Image point grounding data
· · · · ·

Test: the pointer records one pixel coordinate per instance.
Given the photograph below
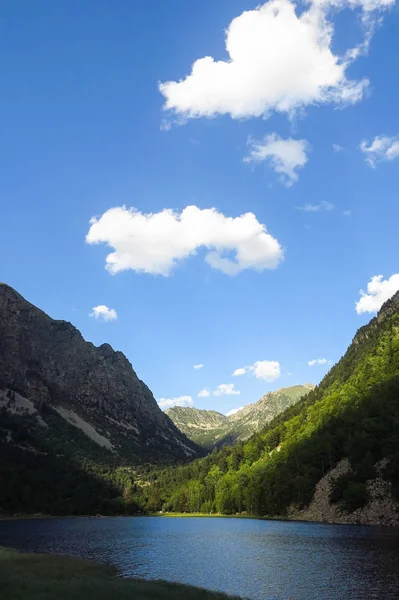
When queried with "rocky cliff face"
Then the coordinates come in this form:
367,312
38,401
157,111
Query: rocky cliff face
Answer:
209,428
49,364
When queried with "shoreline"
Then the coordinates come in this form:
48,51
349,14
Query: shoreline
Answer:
40,517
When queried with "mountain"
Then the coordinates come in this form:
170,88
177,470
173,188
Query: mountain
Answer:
204,427
208,428
63,397
332,456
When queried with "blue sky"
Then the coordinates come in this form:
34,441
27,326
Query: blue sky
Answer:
84,130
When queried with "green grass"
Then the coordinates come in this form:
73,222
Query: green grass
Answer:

· · · · ·

> **Your goal**: Repeat all of the records verbatim, leaving out the pictures.

> **Written answer**:
Test: the pointer records one pixel coordinate per instance.
Given the photograph below
When queried with "rocky cliff face"
Then the coordinates come in this form:
367,312
38,401
157,111
Query: rocky cliff face
Answer:
209,428
49,364
When queried with "shoreline"
Then the coordinates come in this form:
48,51
349,14
Query: shoreline
Answer:
40,517
When queried with "mountain"
Then the coordinates come in this form:
170,88
177,470
173,188
Query: mountain
Answer:
204,427
208,428
63,397
332,456
When queried with "blue sky"
Then the coordinates come in this form:
34,441
27,326
Query: blue sky
Answer:
84,130
When queried with "green grass"
Then the coordinates come in this form:
73,222
Query: green grass
Answer:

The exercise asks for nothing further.